→ GIVEN ENTRIES:

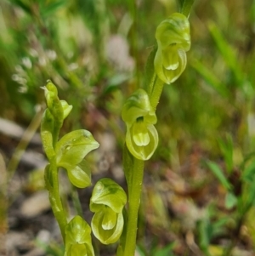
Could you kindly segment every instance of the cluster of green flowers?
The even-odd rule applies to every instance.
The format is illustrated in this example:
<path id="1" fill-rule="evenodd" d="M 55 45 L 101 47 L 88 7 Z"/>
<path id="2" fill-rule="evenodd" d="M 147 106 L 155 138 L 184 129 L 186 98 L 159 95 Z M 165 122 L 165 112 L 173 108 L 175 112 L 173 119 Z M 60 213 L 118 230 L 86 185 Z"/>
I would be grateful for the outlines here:
<path id="1" fill-rule="evenodd" d="M 162 82 L 169 84 L 178 79 L 186 66 L 186 51 L 190 47 L 188 19 L 181 14 L 173 14 L 158 26 L 156 38 L 155 73 Z M 67 221 L 59 195 L 58 168 L 66 170 L 71 183 L 76 187 L 90 185 L 91 174 L 84 157 L 99 145 L 91 133 L 84 129 L 71 132 L 59 139 L 60 129 L 72 106 L 60 100 L 57 88 L 50 81 L 43 88 L 48 108 L 42 120 L 41 137 L 49 161 L 45 168 L 45 181 L 65 242 L 65 256 L 94 256 L 91 230 L 104 244 L 117 242 L 124 226 L 122 212 L 127 196 L 116 182 L 101 179 L 96 183 L 90 199 L 90 210 L 94 213 L 91 228 L 79 215 Z M 156 106 L 151 105 L 153 97 L 159 96 L 155 96 L 153 92 L 157 91 L 160 90 L 153 88 L 148 94 L 146 90 L 139 88 L 123 105 L 122 117 L 127 125 L 126 145 L 131 155 L 139 161 L 150 159 L 158 145 Z M 126 179 L 128 179 L 127 176 Z M 132 192 L 132 187 L 128 187 L 128 191 Z M 136 201 L 139 204 L 139 201 Z"/>
<path id="2" fill-rule="evenodd" d="M 175 13 L 163 20 L 156 31 L 157 50 L 154 59 L 156 76 L 170 84 L 185 69 L 186 52 L 190 48 L 190 23 L 186 16 Z M 126 144 L 131 154 L 139 160 L 151 157 L 158 144 L 152 97 L 138 89 L 125 103 L 122 119 L 127 125 Z"/>
<path id="3" fill-rule="evenodd" d="M 45 182 L 65 241 L 65 256 L 94 256 L 88 224 L 79 215 L 67 223 L 59 198 L 57 177 L 58 168 L 64 168 L 73 185 L 77 188 L 90 185 L 91 173 L 84 157 L 99 145 L 91 133 L 84 129 L 72 131 L 58 140 L 60 128 L 72 106 L 59 100 L 57 88 L 50 81 L 43 89 L 48 108 L 42 119 L 41 138 L 49 161 L 45 168 Z M 101 179 L 95 185 L 90 202 L 90 210 L 95 213 L 92 230 L 102 243 L 114 243 L 119 239 L 126 202 L 123 189 L 110 179 Z"/>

→ TASK STATEMENT: Present each line of the data above as a row in a Markdown table with the columns Row and Line, numbering the rows in order and skipping blank lines. Leave the pictures out of the table.

→ RESULT OF THIS TASK:
| Row | Line |
|---|---|
| 1 | Could you kindly segment every instance of the cluster of green flowers? |
| 2 | The even-odd rule applies to every instance. |
| 3 | The format is illustrated in this example: |
| 4 | <path id="1" fill-rule="evenodd" d="M 55 45 L 101 47 L 88 7 Z"/> |
| 5 | <path id="2" fill-rule="evenodd" d="M 147 106 L 155 138 L 184 129 L 186 98 L 159 95 Z M 165 122 L 165 112 L 173 108 L 175 112 L 173 119 Z M 60 213 L 118 230 L 86 185 Z"/> |
| 6 | I would be grateful for the outlines here: |
| 7 | <path id="1" fill-rule="evenodd" d="M 162 82 L 169 84 L 178 79 L 186 66 L 186 51 L 190 47 L 188 19 L 181 14 L 173 14 L 158 26 L 156 38 L 155 73 Z M 67 221 L 59 195 L 58 168 L 66 170 L 71 183 L 76 187 L 90 185 L 91 174 L 84 157 L 99 145 L 91 133 L 84 129 L 71 132 L 59 139 L 60 129 L 72 106 L 60 100 L 57 88 L 50 81 L 43 88 L 48 108 L 42 120 L 41 137 L 49 161 L 45 168 L 45 181 L 65 242 L 65 256 L 94 256 L 91 230 L 104 244 L 117 242 L 124 226 L 122 212 L 127 196 L 116 182 L 101 179 L 96 183 L 90 199 L 90 210 L 94 213 L 91 228 L 79 215 Z M 156 106 L 151 105 L 153 97 L 159 96 L 155 96 L 153 92 L 157 91 L 160 90 L 153 88 L 148 94 L 146 90 L 139 88 L 123 105 L 122 117 L 127 125 L 126 145 L 131 155 L 139 161 L 150 159 L 158 145 Z M 126 179 L 128 179 L 127 176 Z M 132 192 L 132 187 L 128 187 L 128 191 Z M 136 201 L 139 204 L 139 201 Z"/> |
| 8 | <path id="2" fill-rule="evenodd" d="M 175 13 L 163 20 L 156 31 L 157 50 L 154 59 L 156 76 L 170 84 L 185 69 L 186 52 L 190 48 L 190 23 L 186 16 Z M 126 144 L 131 154 L 139 160 L 151 157 L 158 144 L 152 97 L 138 89 L 125 103 L 122 119 L 127 125 Z"/> |
| 9 | <path id="3" fill-rule="evenodd" d="M 45 182 L 65 241 L 65 256 L 94 256 L 88 224 L 79 215 L 67 223 L 59 198 L 57 177 L 58 168 L 64 168 L 73 185 L 77 188 L 90 185 L 91 173 L 84 157 L 99 145 L 91 133 L 84 129 L 72 131 L 58 140 L 60 128 L 72 106 L 59 100 L 57 88 L 50 81 L 43 89 L 48 108 L 42 119 L 41 138 L 49 161 L 45 168 Z M 101 179 L 95 185 L 90 202 L 90 210 L 95 213 L 92 230 L 102 243 L 114 243 L 119 239 L 126 202 L 123 189 L 110 179 Z"/> |